-- Passage --
Connect the 120 volt portion of the relay to the circulator power and the blue N/C and common yellow of the relay to the R and G terminal on the furnace. There is not two 24 volt power sources that you mentioned,  also there is no need to disconnect the wires existing on the furnace either.


----------



## overshot (Feb 18, 2009)

RJP Electric said:
			
		

> If you buy a relay like this RIB1UC they are cheap on ebay.
> Connect the 120 volt portion of the relay to the circulator power and the blue N/C and common yellow of the relay to the R and G terminal on the furnace. There is not two 24 volt power sources that you mentioned,  also there is no need to disconnect the wires existing on the furnace either.




Or try Automation Direct (online)#QM2N1-A120 $4.25 Relay, #SQMO8D $3.25 Socket


----------



## Chris S (Feb 18, 2009)

We have installed several system such as you describe, installing an aquastat  ( in a well, but strap on will work, also)  on the return piping from the blower, usually set at 160, so as not to blow cold air.  The aquastat is a switch, and doesn't care what the voltage is.  It can then be wired parallel to the blower wiring to turn on the blower only when heat is sensed, and shut it off as temperature drops.  One problem you may want to look out for,  is if your piping/ flow is inadequate for your coil, it is going to switch on and off as it heats and cools, just a heads up.

As mentioned above however you should have a t stat so that you don't overheat.  This is liable to be a big btu draw on your system, and you;ll want to contro; it.

As to what Smee said , a relay, such as a honeywell 8845U will probably do what you want, it has auxillary contacts, and can be used to take the place of sevaral other relays.

Chris


----------



## MaryM (Feb 24, 2009)

thanks everyone with their well thought out responses. they were all very helpful. 
Well, i decided to go the relay route, it was considerably cheaper than the strap on aquastat.
The RIBUIC arrived today. not much literature though with it, actually just the box. This is how i was going to wire it:
on the 120vac side ......the line coming from the aquastat to the circulator, i can just splice off of that line to the relay(Wht/Blk). and the other line from the relay(Wht/Yel) goes back to white neutral.

-- Dataset section --
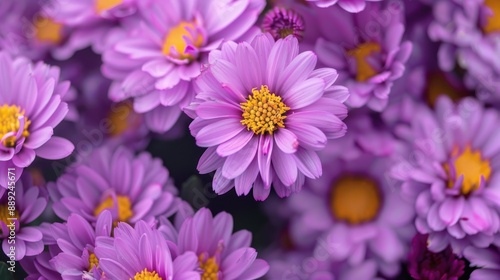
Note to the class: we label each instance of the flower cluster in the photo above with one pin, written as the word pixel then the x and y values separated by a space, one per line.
pixel 250 139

-- Exercise 1 --
From the relay wiring thread, copy the stretch from "As mentioned above" through "to contro; it.".
-- Exercise 2 --
Translate this sentence from the relay wiring thread into Spanish: "The aquastat is a switch, and doesn't care what the voltage is."
The material after the thread stands apart from it.

-- Exercise response 1 --
As mentioned above however you should have a t stat so that you don't overheat.  This is liable to be a big btu draw on your system, and you;ll want to contro; it.

-- Exercise response 2 --
El acuastato es un interruptor y no le importa cuál sea el voltaje.